> [Problem description]:
Repeat exactly the lines from the one containing "the black wristwatch." through the last line of the records below, both included, and nothing else.

> [Listed entries]:
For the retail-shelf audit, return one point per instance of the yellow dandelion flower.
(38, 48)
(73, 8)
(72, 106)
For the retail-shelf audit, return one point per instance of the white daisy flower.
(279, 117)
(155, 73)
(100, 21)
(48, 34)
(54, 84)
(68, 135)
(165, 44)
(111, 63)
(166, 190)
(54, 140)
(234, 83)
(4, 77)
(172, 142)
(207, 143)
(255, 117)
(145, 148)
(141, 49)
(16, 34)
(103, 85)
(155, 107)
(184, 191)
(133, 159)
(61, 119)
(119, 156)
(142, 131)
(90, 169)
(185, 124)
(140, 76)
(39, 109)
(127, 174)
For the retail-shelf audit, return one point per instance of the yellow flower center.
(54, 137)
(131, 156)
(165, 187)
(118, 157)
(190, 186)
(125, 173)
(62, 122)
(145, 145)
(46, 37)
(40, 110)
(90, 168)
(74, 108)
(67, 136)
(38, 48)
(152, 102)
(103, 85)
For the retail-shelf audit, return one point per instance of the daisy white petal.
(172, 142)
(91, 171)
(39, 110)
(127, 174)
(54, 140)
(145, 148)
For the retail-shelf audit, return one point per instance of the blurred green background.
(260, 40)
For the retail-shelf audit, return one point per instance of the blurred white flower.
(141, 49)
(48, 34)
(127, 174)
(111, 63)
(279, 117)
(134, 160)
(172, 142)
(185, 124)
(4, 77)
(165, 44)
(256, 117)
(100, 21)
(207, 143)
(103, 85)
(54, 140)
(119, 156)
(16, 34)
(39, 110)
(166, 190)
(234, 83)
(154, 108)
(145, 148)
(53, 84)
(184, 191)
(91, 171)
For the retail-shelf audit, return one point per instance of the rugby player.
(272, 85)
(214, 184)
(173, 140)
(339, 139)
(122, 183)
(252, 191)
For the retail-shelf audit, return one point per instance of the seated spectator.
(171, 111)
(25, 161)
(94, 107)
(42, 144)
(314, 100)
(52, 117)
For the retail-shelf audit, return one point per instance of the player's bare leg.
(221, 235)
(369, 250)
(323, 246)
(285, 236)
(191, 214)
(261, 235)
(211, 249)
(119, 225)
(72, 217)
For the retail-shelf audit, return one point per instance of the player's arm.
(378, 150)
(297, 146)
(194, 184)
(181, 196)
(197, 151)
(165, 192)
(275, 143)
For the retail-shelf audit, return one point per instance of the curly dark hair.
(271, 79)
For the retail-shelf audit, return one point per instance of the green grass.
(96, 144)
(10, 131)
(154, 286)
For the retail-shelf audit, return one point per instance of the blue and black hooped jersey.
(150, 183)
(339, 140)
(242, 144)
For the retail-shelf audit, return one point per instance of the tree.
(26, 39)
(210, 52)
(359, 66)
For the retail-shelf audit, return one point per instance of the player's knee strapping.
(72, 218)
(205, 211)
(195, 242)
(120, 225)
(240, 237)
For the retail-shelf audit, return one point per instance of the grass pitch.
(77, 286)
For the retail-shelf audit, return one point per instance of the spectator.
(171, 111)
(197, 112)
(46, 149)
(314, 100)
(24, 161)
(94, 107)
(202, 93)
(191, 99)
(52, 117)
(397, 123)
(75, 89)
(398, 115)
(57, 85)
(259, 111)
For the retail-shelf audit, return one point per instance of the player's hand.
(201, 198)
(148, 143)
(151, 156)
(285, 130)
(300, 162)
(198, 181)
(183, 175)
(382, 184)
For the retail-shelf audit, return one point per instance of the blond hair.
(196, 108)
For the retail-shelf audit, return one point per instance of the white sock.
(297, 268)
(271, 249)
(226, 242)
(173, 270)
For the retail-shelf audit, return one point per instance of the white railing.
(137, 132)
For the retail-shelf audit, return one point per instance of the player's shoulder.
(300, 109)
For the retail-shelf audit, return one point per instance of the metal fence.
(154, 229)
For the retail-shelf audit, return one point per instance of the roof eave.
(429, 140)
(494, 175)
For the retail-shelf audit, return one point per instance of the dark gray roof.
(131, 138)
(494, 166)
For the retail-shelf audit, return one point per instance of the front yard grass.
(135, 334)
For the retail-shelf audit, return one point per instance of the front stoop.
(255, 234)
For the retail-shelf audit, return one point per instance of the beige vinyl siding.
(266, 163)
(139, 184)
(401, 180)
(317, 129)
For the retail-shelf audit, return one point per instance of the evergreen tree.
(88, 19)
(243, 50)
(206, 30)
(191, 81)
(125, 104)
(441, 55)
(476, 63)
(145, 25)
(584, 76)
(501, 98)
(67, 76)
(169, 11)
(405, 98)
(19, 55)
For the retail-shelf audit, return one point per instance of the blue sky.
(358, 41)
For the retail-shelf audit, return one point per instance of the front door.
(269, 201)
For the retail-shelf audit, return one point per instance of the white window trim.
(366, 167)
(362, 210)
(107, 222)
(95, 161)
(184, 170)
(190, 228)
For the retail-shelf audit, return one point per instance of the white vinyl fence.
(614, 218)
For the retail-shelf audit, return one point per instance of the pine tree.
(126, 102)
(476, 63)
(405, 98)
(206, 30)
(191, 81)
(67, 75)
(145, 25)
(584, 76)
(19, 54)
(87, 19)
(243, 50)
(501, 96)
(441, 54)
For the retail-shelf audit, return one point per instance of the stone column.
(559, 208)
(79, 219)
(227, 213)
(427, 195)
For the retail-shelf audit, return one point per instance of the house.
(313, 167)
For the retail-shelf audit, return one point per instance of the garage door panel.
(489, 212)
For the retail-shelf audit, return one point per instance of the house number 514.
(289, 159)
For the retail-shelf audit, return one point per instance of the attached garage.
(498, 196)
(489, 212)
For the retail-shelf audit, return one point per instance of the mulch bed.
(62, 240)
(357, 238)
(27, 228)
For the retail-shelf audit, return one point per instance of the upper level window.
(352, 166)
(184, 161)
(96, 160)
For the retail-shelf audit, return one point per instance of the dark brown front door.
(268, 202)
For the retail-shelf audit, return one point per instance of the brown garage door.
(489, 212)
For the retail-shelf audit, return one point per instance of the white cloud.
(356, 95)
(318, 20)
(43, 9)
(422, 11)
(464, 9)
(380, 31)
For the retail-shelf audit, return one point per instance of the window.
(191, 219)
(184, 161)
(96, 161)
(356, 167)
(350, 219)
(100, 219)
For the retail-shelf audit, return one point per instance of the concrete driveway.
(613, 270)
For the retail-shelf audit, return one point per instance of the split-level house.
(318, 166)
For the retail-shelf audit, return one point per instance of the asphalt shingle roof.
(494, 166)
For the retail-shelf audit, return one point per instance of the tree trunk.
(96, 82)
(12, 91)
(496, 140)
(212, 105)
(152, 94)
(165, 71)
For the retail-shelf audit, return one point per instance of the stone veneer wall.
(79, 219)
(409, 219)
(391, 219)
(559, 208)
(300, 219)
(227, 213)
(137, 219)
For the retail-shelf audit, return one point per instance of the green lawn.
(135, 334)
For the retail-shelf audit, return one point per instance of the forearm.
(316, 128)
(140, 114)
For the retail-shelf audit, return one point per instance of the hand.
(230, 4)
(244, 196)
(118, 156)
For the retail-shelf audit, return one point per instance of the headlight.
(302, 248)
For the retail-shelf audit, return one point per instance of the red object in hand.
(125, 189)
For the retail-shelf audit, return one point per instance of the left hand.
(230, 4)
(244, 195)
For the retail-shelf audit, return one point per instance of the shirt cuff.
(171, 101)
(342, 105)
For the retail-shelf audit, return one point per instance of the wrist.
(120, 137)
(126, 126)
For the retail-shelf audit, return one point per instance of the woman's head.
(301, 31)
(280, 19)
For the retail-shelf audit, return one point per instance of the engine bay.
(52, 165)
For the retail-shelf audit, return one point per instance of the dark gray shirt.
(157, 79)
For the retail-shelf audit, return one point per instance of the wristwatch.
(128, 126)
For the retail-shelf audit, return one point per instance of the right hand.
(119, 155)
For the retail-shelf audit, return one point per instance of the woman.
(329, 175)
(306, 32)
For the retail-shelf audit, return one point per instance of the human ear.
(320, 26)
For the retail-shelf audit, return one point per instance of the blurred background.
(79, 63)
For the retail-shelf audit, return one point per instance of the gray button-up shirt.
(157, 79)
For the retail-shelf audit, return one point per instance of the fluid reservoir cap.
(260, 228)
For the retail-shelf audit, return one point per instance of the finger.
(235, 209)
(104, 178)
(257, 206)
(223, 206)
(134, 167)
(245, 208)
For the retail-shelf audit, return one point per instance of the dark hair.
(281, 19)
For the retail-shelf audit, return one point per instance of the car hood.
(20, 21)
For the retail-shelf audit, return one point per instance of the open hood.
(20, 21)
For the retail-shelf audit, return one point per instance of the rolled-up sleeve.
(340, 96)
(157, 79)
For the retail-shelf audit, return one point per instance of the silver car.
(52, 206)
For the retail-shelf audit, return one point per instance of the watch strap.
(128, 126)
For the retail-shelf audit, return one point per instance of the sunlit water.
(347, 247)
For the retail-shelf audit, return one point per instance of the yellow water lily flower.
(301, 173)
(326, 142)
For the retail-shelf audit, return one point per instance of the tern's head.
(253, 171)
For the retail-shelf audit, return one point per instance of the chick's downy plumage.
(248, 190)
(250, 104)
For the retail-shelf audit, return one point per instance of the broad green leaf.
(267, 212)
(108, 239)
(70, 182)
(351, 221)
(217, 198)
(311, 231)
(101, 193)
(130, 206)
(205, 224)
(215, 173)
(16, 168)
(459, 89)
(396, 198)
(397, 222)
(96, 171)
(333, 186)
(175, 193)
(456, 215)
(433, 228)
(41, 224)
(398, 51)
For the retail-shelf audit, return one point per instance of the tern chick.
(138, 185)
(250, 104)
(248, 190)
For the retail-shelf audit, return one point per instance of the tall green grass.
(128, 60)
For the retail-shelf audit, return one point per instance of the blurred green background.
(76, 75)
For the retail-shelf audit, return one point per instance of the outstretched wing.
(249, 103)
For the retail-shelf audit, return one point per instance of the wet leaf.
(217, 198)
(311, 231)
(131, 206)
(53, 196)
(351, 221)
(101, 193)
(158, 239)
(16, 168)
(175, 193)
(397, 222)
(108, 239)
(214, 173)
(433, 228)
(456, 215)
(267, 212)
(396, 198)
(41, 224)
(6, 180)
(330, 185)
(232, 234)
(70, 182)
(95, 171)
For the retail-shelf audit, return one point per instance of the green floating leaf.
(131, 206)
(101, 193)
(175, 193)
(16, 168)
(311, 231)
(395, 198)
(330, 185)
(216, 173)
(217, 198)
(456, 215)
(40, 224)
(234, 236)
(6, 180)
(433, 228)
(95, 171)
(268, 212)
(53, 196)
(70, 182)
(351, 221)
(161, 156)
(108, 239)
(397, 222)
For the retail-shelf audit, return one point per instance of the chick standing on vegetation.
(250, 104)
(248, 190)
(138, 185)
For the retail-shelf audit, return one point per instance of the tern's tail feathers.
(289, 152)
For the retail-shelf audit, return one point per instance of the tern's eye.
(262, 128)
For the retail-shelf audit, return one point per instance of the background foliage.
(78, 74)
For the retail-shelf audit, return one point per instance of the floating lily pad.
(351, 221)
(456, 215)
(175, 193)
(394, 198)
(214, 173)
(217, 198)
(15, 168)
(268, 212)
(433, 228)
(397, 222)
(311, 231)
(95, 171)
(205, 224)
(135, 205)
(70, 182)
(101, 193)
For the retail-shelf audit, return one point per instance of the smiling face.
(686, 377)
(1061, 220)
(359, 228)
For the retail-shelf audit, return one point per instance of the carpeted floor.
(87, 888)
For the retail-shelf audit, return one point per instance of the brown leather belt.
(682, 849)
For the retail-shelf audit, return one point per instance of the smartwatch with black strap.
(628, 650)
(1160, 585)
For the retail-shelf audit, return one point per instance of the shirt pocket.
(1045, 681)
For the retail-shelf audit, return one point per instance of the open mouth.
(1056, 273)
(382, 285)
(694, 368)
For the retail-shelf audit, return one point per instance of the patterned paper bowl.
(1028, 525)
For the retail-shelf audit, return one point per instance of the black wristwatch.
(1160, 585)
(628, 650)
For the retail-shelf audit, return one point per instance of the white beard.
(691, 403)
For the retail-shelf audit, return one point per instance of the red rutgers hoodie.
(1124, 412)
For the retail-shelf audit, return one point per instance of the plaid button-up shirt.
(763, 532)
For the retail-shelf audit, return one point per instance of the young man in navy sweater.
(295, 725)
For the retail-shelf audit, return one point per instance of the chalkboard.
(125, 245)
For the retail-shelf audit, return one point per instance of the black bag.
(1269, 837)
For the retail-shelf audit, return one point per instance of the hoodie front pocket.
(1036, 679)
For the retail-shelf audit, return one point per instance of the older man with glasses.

> [Answer for the task]:
For the retail-shelf audit, return one point per instance of the black wristwatch.
(1160, 585)
(628, 650)
For the retail-shelf audit, return one point per instance of the white beard.
(691, 403)
For the retail-shelf audit, return one point per instance of the red rutgers hoodie.
(1124, 412)
For the retail-shelf audit, return one point per instance of the plaid button-up shirt.
(763, 532)
For the retail-shelf audit, return one point per instance of the young man in navy sweater.
(295, 725)
For the retail-shelf audit, return one point per instance of the chalkboard.
(125, 245)
For the retail-shelf audit, return one point per instance of the black bag.
(1269, 837)
For the retail-shelf audit, return one point per instance of the hoodie front pocket.
(1036, 679)
For the retail-shelf audit, return one point per instance of the older man with glasses.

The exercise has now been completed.